**TASK DETAILS:**
Rename every "Target" to "Object" throughout the items below, and change nothing else.

**DATA SECTION:**
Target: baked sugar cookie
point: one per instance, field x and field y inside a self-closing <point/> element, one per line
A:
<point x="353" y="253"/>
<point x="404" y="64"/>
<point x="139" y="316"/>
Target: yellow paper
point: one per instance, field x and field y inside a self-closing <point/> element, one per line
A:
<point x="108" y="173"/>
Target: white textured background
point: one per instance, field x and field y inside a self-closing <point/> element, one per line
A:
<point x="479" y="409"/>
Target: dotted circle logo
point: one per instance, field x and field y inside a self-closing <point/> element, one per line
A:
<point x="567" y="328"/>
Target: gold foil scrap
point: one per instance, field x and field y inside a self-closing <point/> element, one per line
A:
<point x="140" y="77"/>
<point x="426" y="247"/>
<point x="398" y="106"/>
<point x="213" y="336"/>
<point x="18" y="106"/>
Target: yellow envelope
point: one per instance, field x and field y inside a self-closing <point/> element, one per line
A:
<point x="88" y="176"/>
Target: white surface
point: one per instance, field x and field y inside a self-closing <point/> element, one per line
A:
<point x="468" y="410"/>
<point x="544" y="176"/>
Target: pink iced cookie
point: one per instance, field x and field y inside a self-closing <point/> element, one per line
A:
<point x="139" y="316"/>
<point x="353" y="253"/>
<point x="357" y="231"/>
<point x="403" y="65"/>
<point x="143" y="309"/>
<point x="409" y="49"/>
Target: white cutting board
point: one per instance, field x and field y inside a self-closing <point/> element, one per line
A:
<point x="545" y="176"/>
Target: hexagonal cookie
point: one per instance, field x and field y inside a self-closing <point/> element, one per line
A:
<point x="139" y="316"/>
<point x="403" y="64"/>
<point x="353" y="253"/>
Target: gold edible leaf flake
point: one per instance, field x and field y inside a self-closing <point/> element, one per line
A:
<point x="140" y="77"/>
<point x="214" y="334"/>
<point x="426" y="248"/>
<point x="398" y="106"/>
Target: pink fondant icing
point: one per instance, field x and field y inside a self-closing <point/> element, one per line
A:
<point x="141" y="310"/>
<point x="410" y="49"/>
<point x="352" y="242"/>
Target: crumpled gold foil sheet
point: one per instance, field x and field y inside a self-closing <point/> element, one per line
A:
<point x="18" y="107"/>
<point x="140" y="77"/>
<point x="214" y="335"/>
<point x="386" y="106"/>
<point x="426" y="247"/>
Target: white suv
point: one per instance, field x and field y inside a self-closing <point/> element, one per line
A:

**TASK OUTPUT:**
Object: baked sugar cookie
point: one per instance, field x and field y inside a self-closing <point/> element, one per line
A:
<point x="353" y="253"/>
<point x="404" y="64"/>
<point x="139" y="316"/>
Object: yellow paper
point: one per instance, field x and field y inside a self-closing <point/> element, one per line
A:
<point x="108" y="173"/>
Object: white textured background
point: one per instance, field x and field y inside a self-closing <point/> element, one per line
A:
<point x="479" y="409"/>
Object: dotted circle logo
point: one per instance, field x and field y inside a self-closing <point/> element, one per line
A:
<point x="567" y="328"/>
Object: gold foil scrap
point: one per instance, field x and field y inside a self-closing <point/> element, one per line
A:
<point x="140" y="77"/>
<point x="426" y="247"/>
<point x="398" y="106"/>
<point x="213" y="336"/>
<point x="18" y="106"/>
Object: yellow envelope
point: one per instance, field x and field y inside a self-closing <point/> element, one per line
A:
<point x="88" y="176"/>
Object: white surface
point: one per instance, field x and field y inside a self-closing <point/> element, one per line
A:
<point x="468" y="410"/>
<point x="544" y="176"/>
Object: pink iced cookie
point: one per instance, field x and field y inside a self-closing <point/> element, one per line
A:
<point x="139" y="316"/>
<point x="353" y="253"/>
<point x="357" y="231"/>
<point x="403" y="65"/>
<point x="143" y="309"/>
<point x="409" y="49"/>
Object: white cutting board
point: one per instance, field x and field y inside a self-closing <point/> element, one per line
A:
<point x="545" y="176"/>
Object: hexagonal cookie
point: one per instance, field x and field y inside a self-closing <point/> element, one per line
A:
<point x="139" y="316"/>
<point x="403" y="64"/>
<point x="353" y="253"/>
Object: gold edible leaf flake
point: one per instance, field x and field y inside a self-closing <point/> element, one per line
A:
<point x="140" y="77"/>
<point x="214" y="334"/>
<point x="426" y="248"/>
<point x="398" y="106"/>
Object: pink fondant icing
point: one per instance, field x and field y inside a self-closing <point/> element, one per line
A:
<point x="141" y="310"/>
<point x="410" y="49"/>
<point x="352" y="242"/>
Object: crumpled gold foil sheet
point: one per instance, field x and field y inside a self-closing <point/> element, one per line
A:
<point x="18" y="107"/>
<point x="140" y="77"/>
<point x="214" y="335"/>
<point x="386" y="106"/>
<point x="426" y="247"/>
Object: white suv
point: one per instance, field x and field y inside a self-closing <point/> element, one per line
A:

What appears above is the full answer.